The answer should consist of all the records, copied exactly.
---------------
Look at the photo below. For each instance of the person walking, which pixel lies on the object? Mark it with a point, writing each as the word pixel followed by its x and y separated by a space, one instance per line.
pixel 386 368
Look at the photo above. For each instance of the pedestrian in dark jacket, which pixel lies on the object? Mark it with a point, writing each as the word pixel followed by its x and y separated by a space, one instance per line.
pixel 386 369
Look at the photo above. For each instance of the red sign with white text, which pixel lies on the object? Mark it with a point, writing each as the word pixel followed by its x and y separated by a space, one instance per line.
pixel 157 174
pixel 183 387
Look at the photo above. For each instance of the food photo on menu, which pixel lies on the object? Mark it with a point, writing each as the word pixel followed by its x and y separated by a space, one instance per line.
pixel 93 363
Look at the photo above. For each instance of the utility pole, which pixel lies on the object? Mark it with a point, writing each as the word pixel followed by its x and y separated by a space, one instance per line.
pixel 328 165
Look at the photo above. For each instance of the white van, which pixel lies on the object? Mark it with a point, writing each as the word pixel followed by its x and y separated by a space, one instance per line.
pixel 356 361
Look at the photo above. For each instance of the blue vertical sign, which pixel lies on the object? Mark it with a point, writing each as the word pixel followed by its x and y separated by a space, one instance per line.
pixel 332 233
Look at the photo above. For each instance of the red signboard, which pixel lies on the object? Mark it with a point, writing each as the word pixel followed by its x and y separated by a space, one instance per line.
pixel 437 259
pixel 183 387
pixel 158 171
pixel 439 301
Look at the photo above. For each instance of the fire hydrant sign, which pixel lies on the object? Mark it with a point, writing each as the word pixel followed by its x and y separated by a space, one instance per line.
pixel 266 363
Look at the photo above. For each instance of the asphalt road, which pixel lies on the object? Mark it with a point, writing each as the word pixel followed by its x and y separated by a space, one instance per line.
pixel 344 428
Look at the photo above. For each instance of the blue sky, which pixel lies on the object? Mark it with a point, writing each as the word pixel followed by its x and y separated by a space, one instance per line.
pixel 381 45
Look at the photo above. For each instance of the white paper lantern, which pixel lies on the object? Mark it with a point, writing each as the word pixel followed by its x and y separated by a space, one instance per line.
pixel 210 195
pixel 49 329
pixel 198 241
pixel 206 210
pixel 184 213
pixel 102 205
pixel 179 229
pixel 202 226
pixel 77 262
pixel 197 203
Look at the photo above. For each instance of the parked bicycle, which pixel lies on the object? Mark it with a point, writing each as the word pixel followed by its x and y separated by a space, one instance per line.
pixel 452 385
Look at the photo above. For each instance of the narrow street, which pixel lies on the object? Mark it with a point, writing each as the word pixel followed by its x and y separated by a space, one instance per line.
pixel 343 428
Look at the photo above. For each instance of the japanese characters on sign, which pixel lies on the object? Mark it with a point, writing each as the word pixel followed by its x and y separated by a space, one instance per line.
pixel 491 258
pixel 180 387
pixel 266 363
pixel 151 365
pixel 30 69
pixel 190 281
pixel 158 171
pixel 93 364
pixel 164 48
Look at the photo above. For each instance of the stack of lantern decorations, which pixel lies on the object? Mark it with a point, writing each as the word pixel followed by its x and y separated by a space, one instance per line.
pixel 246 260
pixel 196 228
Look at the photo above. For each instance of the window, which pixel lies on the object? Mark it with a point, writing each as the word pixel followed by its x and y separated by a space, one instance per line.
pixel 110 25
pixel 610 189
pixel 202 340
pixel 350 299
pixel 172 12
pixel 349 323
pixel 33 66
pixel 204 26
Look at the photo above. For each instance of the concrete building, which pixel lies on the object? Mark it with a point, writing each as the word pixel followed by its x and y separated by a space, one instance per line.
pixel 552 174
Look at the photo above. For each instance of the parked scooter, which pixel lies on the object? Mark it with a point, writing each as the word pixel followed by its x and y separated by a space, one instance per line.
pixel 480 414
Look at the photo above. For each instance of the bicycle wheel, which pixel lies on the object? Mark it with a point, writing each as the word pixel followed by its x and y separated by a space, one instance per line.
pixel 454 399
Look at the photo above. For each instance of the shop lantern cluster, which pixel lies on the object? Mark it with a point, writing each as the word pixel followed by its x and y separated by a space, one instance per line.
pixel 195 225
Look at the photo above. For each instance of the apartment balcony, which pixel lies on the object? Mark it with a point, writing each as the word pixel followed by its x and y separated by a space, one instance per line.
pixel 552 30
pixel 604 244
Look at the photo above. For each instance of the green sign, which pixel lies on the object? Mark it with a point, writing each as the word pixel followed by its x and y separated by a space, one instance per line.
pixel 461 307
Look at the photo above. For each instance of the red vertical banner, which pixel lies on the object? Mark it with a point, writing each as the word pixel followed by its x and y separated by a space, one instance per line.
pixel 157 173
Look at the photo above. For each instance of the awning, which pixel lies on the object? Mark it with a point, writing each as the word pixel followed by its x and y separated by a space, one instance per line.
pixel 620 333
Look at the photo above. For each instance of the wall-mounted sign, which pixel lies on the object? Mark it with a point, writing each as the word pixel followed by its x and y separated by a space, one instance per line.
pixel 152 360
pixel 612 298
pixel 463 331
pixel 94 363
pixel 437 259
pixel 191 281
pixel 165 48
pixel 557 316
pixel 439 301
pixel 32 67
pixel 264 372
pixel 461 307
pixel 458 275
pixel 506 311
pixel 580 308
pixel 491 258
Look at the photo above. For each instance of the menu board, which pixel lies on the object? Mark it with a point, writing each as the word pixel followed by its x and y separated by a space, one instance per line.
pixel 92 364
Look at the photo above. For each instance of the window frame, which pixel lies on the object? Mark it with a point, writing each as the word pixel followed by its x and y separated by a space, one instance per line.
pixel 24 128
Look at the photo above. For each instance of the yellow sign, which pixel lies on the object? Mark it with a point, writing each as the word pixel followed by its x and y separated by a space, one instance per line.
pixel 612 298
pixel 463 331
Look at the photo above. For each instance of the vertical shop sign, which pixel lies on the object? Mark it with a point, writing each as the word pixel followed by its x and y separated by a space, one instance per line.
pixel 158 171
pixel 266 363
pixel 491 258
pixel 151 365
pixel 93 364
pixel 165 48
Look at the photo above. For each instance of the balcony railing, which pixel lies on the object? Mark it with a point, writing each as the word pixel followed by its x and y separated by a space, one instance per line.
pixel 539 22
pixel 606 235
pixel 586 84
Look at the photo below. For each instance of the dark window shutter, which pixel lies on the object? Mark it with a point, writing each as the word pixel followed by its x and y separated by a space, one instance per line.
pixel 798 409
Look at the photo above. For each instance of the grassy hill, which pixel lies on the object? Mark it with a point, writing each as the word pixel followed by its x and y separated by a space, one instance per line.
---------------
- **Your response**:
Look at the photo below. For each instance of the person walking, which pixel lies on the object? Mark it with a point, writing each as the word pixel followed by its x and y separated by a space, one instance per line.
pixel 386 368
Look at the photo above. For each instance of the pedestrian in dark jacket, which pixel lies on the object? Mark it with a point, writing each as the word pixel followed by its x and y separated by a space, one instance per line.
pixel 386 369
Look at the photo above. For each instance of the red sign with white text, which pixel lies on the object? Mark it with a point, writing each as the word pixel followed by its x and y separated by a space, one instance per line.
pixel 157 174
pixel 183 387
Look at the photo above. For each instance of the food photo on menu, which pixel lies on the object? Mark it with a point, writing each as the word pixel followed by its x and y separated by a space, one instance per line.
pixel 93 363
Look at the photo above. For each instance of the utility pole, which pixel lies on the object? Mark it with a point, writing each as the word pixel followed by its x and y separated by a space, one instance per line.
pixel 328 165
Look at the photo above. For each instance of the white van, which pixel lies on the object? Mark it with a point, writing each as the word pixel followed by its x and y separated by a space, one instance per line.
pixel 356 361
Look at the photo above. For each instance of the blue vertical sign, which pixel lies on the object? Mark it with a point, writing each as the word pixel followed by its x and y separated by a space, one instance per line.
pixel 332 233
Look at the photo above. For each instance of the red signboard, which pixel lies on the object? Mark it with a point, writing each as the word pixel followed by its x and y separated by a space, one instance per line.
pixel 437 259
pixel 183 387
pixel 158 171
pixel 439 301
Look at the photo above. For each instance of the fire hydrant sign, which pixel lies on the object? Mark it with a point, writing each as the word pixel followed by its x and y separated by a space, one instance per line.
pixel 266 363
Look at the photo above. For each instance of the asphalt road, which pixel lies on the object? Mark it with a point, writing each as the word pixel followed by its x and y separated by a space, one instance per line.
pixel 344 428
Look at the photo above. For each instance of the blue sky, which pixel lies on the object? Mark it with a point, writing each as the word pixel followed by its x and y separated by a space, one instance per line.
pixel 381 45
Look at the photo above. For each instance of the white paper lantern, which pixel lies on the object? Mark it with a point, writing each as the word pixel followed by its x and y separated by a space, one instance per line.
pixel 210 195
pixel 49 329
pixel 198 241
pixel 206 210
pixel 184 213
pixel 102 205
pixel 179 229
pixel 202 226
pixel 77 262
pixel 197 203
Look at the photo above. For each instance of the parked bicycle, which pixel lies on the object? Mark it with a point, writing each as the word pixel followed by its x and y separated by a space, one instance per line.
pixel 452 385
Look at the photo above. For each instance of the narrow street, which pixel lies on the object? Mark it with a point, writing each as the word pixel followed by its x and y separated by a space, one instance per line.
pixel 343 428
Look at the photo above. For each instance of the japanese characters on sign, which pixel lies on the object? Mark it with a point, writing each as the word pixel followed by its x and y separated by a space, one instance per line.
pixel 491 258
pixel 180 387
pixel 266 363
pixel 151 365
pixel 30 69
pixel 190 281
pixel 158 171
pixel 93 364
pixel 164 48
Look at the photo above. For each instance of the stack of lantern decorations, which pixel lies on the object? Mark it with a point, writing each as the word pixel followed by its x and y separated by a space, one instance per line.
pixel 246 260
pixel 196 228
Look at the photo above. For each instance of the window, which pixel lies on the object? Mark it with a point, writing each as the word pixel followed by its x and y separated by a space, one instance per line.
pixel 110 25
pixel 610 189
pixel 202 340
pixel 350 299
pixel 172 12
pixel 349 323
pixel 33 66
pixel 204 26
Look at the photo above. For each instance of the concrete building, which pixel lies on the object? Mark it with a point, writing each as the word pixel followed by its x and y separated by a space, one instance per line.
pixel 552 174
Look at the photo above. For each instance of the parked scooter, which pixel lies on the object? Mark it with a point, writing each as the word pixel followed by its x and y separated by a space, one instance per line.
pixel 480 414
Look at the photo above. For each instance of the bicycle wheel, which pixel lies on the object? Mark it with a point, writing each as the word pixel followed by its x and y separated by a space, one instance per line.
pixel 454 399
Look at the photo above. For each instance of the shop lantern cluster, which pixel lies on the object? Mark it with a point, writing each as the word pixel followed by its x and y separated by a space, one instance per line.
pixel 195 225
Look at the photo above. For each instance of the apartment balcony, which pixel lies on the object? Mark it with a point, writing each as the word pixel followed by its x and y separated by a space, one instance per line.
pixel 552 30
pixel 604 244
Look at the photo above. For each instance of the green sign, which pixel lies on the object? Mark it with a point, writing each as the word pixel followed by its x and y separated by a space, one instance per line.
pixel 461 307
Look at the photo above. For each instance of the red vertical banner, which pixel lies on the object? Mark it with a point, writing each as the word pixel followed by its x and y separated by a space, one instance per line.
pixel 157 173
Look at the photo above. For each instance of the awning, which pixel lies on the object? Mark it with a point, writing each as the word pixel followed by its x and y separated by a space, one instance per line.
pixel 620 333
Look at the photo above. For each instance of the wall-mounted sign, which pixel lies on the object? Mark it with a point, writing each as the word pixel followed by its x and y separated by a space, one instance per line.
pixel 152 360
pixel 612 298
pixel 463 331
pixel 94 363
pixel 437 259
pixel 191 281
pixel 165 48
pixel 557 316
pixel 439 301
pixel 32 67
pixel 264 372
pixel 461 307
pixel 458 275
pixel 506 311
pixel 580 308
pixel 491 258
Look at the photo above. For each instance of the menu board, which pixel lies on the object? Mark it with a point, writing each as the word pixel followed by its x and y separated by a space, one instance per line.
pixel 92 364
Look at the photo above. For each instance of the window frame, which pixel lies on the object? Mark it with a point, writing each as the word pixel followed by its x and y separated by a space, one instance per line.
pixel 24 128
Look at the photo above. For each instance of the yellow sign, which pixel lies on the object? Mark it with a point, writing each as the word pixel followed by its x and y separated by a space, one instance per line.
pixel 612 298
pixel 463 331
Look at the photo above. For each instance of the vertical shop sign, which pixel lies on the object? Mark it with a point, writing each as the word pixel followed by its x and y separated by a space, one instance per line.
pixel 158 171
pixel 266 363
pixel 491 258
pixel 151 365
pixel 93 364
pixel 165 48
Look at the photo above. For each instance of the balcony railing, which pixel lies on the object? Mark it with a point, writing each as the word pixel followed by its x and y separated by a space, one instance per line.
pixel 539 22
pixel 606 235
pixel 586 84
Look at the photo below. For each instance of the dark window shutter, which pixel lies on the object? Mark it with a point, writing each as the word pixel followed by its x and y separated by a space, one instance per line.
pixel 798 409
Look at the photo above. For each instance of the grassy hill, which pixel lies on the object? Mark it with a point, writing each as the word pixel followed by its x and y separated by a space, one instance per line.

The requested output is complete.